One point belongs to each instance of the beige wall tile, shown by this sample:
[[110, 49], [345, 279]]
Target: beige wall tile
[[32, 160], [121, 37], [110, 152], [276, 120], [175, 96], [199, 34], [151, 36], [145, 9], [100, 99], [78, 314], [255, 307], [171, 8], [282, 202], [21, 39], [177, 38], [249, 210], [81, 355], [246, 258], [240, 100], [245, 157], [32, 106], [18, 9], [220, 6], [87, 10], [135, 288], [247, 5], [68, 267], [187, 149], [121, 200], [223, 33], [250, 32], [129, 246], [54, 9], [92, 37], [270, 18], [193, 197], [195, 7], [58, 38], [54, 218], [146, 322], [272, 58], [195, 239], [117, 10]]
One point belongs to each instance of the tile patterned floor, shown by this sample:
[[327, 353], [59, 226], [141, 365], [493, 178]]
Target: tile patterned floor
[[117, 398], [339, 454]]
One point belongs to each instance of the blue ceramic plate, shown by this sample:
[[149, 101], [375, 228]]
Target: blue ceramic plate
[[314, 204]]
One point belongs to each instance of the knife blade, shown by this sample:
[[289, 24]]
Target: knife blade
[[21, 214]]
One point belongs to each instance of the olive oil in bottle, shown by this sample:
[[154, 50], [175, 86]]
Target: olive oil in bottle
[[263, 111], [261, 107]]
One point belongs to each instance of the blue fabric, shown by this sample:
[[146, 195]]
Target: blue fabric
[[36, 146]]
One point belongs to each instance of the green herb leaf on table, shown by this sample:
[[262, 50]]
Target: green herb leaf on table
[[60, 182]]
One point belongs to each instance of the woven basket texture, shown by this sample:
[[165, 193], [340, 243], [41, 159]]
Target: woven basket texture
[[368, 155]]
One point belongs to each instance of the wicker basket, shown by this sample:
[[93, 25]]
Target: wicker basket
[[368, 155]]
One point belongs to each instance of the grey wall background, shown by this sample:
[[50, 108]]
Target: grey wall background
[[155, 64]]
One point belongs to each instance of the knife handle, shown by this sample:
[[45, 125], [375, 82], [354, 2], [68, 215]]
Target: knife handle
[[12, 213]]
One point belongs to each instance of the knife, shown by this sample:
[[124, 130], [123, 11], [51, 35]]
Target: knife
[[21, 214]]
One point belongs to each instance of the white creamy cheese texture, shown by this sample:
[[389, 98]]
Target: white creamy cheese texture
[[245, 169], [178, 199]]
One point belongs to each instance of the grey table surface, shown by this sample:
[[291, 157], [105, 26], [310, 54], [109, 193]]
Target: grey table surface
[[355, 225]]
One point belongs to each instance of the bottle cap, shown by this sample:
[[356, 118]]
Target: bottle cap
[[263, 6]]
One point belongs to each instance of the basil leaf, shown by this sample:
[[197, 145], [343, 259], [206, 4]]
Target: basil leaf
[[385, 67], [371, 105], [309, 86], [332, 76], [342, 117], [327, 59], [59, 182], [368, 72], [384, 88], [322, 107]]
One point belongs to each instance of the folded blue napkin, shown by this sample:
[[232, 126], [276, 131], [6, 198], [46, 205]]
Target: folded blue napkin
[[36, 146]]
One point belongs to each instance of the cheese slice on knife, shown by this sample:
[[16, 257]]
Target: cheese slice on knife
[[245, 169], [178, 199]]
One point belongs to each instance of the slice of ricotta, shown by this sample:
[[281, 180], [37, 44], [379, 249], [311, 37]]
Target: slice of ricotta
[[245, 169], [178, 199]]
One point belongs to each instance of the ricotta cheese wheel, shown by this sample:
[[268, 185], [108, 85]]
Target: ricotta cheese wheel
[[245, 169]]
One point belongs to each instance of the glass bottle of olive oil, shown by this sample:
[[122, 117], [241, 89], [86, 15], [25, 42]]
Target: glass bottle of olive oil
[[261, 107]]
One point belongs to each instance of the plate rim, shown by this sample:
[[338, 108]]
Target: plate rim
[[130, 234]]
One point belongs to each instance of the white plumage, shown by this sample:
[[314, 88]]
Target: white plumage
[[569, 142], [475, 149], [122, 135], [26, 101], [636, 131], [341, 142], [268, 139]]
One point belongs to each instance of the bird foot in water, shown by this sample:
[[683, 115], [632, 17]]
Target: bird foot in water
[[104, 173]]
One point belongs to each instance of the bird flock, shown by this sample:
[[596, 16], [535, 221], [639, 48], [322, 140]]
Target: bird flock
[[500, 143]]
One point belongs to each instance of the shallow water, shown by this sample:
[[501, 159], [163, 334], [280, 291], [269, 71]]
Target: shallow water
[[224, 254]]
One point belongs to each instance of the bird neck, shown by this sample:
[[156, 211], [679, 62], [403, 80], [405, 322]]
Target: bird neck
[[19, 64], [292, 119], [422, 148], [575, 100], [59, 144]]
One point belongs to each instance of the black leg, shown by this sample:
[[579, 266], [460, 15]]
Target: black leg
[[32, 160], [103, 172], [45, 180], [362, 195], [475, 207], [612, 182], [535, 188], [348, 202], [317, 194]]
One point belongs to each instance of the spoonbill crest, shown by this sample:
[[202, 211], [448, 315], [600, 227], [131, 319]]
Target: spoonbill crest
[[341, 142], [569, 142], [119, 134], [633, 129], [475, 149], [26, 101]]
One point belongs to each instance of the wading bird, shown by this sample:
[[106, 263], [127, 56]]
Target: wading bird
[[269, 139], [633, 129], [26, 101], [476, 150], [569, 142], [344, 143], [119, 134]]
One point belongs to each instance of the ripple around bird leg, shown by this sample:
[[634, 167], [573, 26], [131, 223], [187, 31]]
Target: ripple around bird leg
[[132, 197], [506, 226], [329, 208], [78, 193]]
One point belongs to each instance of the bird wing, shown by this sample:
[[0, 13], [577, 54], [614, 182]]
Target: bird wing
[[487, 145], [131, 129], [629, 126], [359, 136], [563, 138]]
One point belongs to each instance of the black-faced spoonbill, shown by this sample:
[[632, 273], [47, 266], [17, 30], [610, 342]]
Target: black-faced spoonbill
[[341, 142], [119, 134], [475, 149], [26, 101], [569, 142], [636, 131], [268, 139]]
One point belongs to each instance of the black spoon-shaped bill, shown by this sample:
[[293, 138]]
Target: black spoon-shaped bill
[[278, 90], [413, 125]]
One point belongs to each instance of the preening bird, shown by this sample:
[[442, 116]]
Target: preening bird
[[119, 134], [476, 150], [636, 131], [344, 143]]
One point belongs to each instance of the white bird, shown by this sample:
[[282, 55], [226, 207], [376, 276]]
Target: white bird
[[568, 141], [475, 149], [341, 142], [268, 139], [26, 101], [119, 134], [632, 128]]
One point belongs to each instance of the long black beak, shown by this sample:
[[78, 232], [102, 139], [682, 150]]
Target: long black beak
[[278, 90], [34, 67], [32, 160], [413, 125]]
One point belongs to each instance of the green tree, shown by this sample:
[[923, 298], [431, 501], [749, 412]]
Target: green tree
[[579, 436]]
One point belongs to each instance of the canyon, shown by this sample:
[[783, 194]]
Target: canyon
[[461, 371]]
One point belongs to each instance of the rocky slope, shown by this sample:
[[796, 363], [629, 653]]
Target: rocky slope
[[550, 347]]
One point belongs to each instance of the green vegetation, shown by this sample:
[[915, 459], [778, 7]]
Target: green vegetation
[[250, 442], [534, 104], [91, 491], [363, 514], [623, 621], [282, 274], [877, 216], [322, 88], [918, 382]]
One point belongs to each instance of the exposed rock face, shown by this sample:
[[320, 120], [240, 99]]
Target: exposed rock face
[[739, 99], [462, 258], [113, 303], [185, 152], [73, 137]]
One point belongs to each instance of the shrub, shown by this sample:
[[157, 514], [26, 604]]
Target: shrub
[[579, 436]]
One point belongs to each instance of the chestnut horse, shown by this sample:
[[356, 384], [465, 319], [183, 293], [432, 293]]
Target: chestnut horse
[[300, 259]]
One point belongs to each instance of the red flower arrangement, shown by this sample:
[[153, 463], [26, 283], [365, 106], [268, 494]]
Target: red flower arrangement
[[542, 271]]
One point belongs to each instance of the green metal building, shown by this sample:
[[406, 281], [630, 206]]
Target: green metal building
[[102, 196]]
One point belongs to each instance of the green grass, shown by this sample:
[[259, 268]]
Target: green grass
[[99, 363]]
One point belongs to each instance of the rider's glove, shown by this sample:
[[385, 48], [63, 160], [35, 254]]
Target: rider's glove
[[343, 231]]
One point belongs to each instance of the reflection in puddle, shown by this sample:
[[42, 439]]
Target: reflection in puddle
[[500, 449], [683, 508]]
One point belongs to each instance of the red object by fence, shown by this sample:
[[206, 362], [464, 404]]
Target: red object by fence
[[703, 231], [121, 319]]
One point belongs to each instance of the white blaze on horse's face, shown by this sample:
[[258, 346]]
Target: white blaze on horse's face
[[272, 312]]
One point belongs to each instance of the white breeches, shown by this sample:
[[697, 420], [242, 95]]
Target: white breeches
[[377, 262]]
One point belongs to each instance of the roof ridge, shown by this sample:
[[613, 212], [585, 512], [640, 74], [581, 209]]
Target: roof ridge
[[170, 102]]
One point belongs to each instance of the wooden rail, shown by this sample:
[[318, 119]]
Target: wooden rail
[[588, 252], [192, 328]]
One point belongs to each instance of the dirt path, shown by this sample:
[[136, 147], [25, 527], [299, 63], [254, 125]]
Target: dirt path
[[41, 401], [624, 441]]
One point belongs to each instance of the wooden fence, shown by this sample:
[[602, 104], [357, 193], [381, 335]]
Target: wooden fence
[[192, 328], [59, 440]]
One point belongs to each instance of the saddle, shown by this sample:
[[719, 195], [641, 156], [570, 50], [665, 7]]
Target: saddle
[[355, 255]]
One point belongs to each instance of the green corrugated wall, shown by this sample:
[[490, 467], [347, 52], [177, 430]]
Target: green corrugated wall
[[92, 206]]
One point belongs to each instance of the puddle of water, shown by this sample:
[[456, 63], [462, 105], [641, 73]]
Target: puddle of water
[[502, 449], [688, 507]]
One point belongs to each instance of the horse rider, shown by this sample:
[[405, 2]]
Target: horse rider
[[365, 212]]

The task: Add 127 to each coordinate in the answer point lists from the start of the rows through the line containing "[[117, 398], [339, 454]]", and write out that whole stretch again. Leave every other line, sample coordinates included, unchanged.

Response to this exercise:
One point belongs to each instance of the beige wall tile, shown by this sample:
[[110, 49], [345, 279]]
Target: beige wall tile
[[159, 287], [248, 164], [237, 279], [403, 247], [302, 223], [326, 161], [278, 163], [272, 136], [227, 226], [205, 441], [382, 434], [298, 135], [409, 329], [148, 166], [304, 165], [376, 337], [208, 482], [373, 385], [367, 227], [372, 284], [159, 233], [145, 136], [347, 133], [214, 137], [262, 415], [374, 132], [195, 394], [314, 276], [248, 327], [350, 160], [377, 159], [256, 373], [181, 136], [219, 164], [397, 145], [320, 324], [322, 134], [185, 165], [181, 345], [273, 449], [399, 185], [322, 366], [244, 137]]
One point belongs to each instance of the tile patterned floor, shown by this sample:
[[327, 353], [59, 226], [141, 365], [493, 178]]
Target: tile patterned floor
[[244, 525], [466, 581]]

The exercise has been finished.